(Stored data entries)

•••••

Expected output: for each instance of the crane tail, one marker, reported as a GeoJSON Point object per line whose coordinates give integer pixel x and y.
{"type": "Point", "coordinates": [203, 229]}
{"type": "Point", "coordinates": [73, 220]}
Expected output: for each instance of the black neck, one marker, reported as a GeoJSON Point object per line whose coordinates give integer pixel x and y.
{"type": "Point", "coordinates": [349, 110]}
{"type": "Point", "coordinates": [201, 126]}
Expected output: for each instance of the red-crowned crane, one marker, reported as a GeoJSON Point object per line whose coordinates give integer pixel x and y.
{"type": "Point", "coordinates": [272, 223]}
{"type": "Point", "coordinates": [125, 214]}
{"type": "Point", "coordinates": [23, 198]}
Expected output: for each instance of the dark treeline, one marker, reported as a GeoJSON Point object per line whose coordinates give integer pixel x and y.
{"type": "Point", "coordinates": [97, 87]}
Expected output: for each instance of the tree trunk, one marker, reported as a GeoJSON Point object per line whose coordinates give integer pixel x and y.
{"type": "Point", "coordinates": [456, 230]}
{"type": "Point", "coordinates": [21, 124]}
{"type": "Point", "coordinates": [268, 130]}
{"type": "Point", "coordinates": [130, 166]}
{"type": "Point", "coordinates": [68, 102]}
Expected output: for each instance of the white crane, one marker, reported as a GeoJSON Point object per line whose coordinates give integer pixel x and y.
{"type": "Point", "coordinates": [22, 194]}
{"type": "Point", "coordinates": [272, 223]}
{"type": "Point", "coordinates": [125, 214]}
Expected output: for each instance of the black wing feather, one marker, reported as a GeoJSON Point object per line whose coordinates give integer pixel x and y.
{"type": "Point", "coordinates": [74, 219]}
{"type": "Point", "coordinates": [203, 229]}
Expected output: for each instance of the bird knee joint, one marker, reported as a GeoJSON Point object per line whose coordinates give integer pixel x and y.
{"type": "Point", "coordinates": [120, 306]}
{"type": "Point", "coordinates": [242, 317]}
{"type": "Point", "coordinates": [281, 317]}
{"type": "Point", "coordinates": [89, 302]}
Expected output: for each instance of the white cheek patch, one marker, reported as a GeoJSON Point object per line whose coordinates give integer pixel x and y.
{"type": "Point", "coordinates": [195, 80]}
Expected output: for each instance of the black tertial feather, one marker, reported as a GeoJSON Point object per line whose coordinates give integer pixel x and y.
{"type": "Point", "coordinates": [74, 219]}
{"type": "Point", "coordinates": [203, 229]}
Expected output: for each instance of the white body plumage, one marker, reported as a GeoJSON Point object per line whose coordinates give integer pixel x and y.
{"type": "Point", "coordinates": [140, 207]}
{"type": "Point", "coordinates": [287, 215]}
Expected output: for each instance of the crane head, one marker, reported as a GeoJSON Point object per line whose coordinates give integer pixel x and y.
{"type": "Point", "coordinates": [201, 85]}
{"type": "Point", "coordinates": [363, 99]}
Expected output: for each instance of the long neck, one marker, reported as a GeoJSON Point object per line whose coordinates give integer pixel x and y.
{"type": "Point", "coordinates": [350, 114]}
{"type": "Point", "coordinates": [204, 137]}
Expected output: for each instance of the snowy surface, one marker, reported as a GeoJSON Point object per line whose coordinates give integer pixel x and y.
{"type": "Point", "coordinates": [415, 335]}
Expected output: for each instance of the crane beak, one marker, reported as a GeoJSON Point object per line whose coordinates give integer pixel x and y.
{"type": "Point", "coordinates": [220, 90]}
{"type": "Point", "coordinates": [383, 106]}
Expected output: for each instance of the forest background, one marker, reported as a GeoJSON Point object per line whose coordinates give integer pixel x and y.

•••••

### [Your objective]
Your reply must be a faithful copy of each entry above.

### [Solution for this problem]
Expected output: for each instance of the crane tail, one marker, reported as a GeoJSON Point object per line whose coordinates give integer pixel x and y.
{"type": "Point", "coordinates": [203, 229]}
{"type": "Point", "coordinates": [73, 220]}
Expected output: for each instance of the black neck, one marker, reported as a GeoJSON Point object per line whose coordinates give integer pixel x and y.
{"type": "Point", "coordinates": [349, 110]}
{"type": "Point", "coordinates": [201, 126]}
Expected output: for each instance of the red-crowned crane, one marker, reported as a GeoJSON Point object per line whose coordinates give integer pixel x and y.
{"type": "Point", "coordinates": [272, 223]}
{"type": "Point", "coordinates": [125, 214]}
{"type": "Point", "coordinates": [23, 198]}
Expected output: for each instance of the dark treeline, one marker, reported as a GeoJSON Point object per line whose coordinates give integer pixel x and y.
{"type": "Point", "coordinates": [97, 87]}
Expected output: for each instance of the tree trunk, one marker, reported as a GeoJSON Point object per line whose coordinates give integer pixel x and y.
{"type": "Point", "coordinates": [456, 230]}
{"type": "Point", "coordinates": [21, 124]}
{"type": "Point", "coordinates": [268, 130]}
{"type": "Point", "coordinates": [130, 166]}
{"type": "Point", "coordinates": [68, 102]}
Expected output: for each instance of the white crane, one marker, reported as a GeoJSON Point object per line whose coordinates give integer pixel x and y.
{"type": "Point", "coordinates": [22, 194]}
{"type": "Point", "coordinates": [272, 223]}
{"type": "Point", "coordinates": [125, 214]}
Expected output: for each instance of the black wing feather, one marker, reported as a GeoJSON Point object per line whose coordinates give integer pixel x and y.
{"type": "Point", "coordinates": [74, 219]}
{"type": "Point", "coordinates": [203, 229]}
Expected output: for each instance of the bird knee joint, one marker, reported as a GeoJSON Point object per line whose coordinates give integer pixel x and y.
{"type": "Point", "coordinates": [120, 306]}
{"type": "Point", "coordinates": [242, 317]}
{"type": "Point", "coordinates": [281, 317]}
{"type": "Point", "coordinates": [89, 302]}
Expected output: for each instance of the white cheek patch, one marker, reported as a GeoJSON Point object per line whose coordinates give integer pixel x and y.
{"type": "Point", "coordinates": [195, 80]}
Expected output: for each instance of the black tertial feather, one marker, reported as a GeoJSON Point object per line whose coordinates give integer pixel x and y.
{"type": "Point", "coordinates": [74, 219]}
{"type": "Point", "coordinates": [203, 229]}
Expected output: for each instance of the white body plumage, one marker, reported as a GeoJSON Point object per line whose coordinates give integer pixel x and y.
{"type": "Point", "coordinates": [140, 207]}
{"type": "Point", "coordinates": [287, 215]}
Expected output: for each instance of the crane head, one marker, reported as a GeoJSON Point object per line whose coordinates give integer pixel x and y.
{"type": "Point", "coordinates": [201, 85]}
{"type": "Point", "coordinates": [363, 99]}
Expected output: for each instance of the long neck, one marker, reported as a GeoJSON Point object per line whose coordinates give integer pixel x and y.
{"type": "Point", "coordinates": [350, 114]}
{"type": "Point", "coordinates": [204, 137]}
Expected output: for each instance of the snowy surface, one marker, reported as a GeoJSON Point object per line whose coordinates give integer pixel x and y.
{"type": "Point", "coordinates": [415, 335]}
Expected output: for each instance of the crane beak, one marker, reported as a GeoJSON Point object per line whose coordinates give integer pixel x and y.
{"type": "Point", "coordinates": [220, 90]}
{"type": "Point", "coordinates": [383, 106]}
Expected output: for each instance of the forest background, one marker, reported as a GeoJSON Point object per line whose coordinates give integer pixel x and y.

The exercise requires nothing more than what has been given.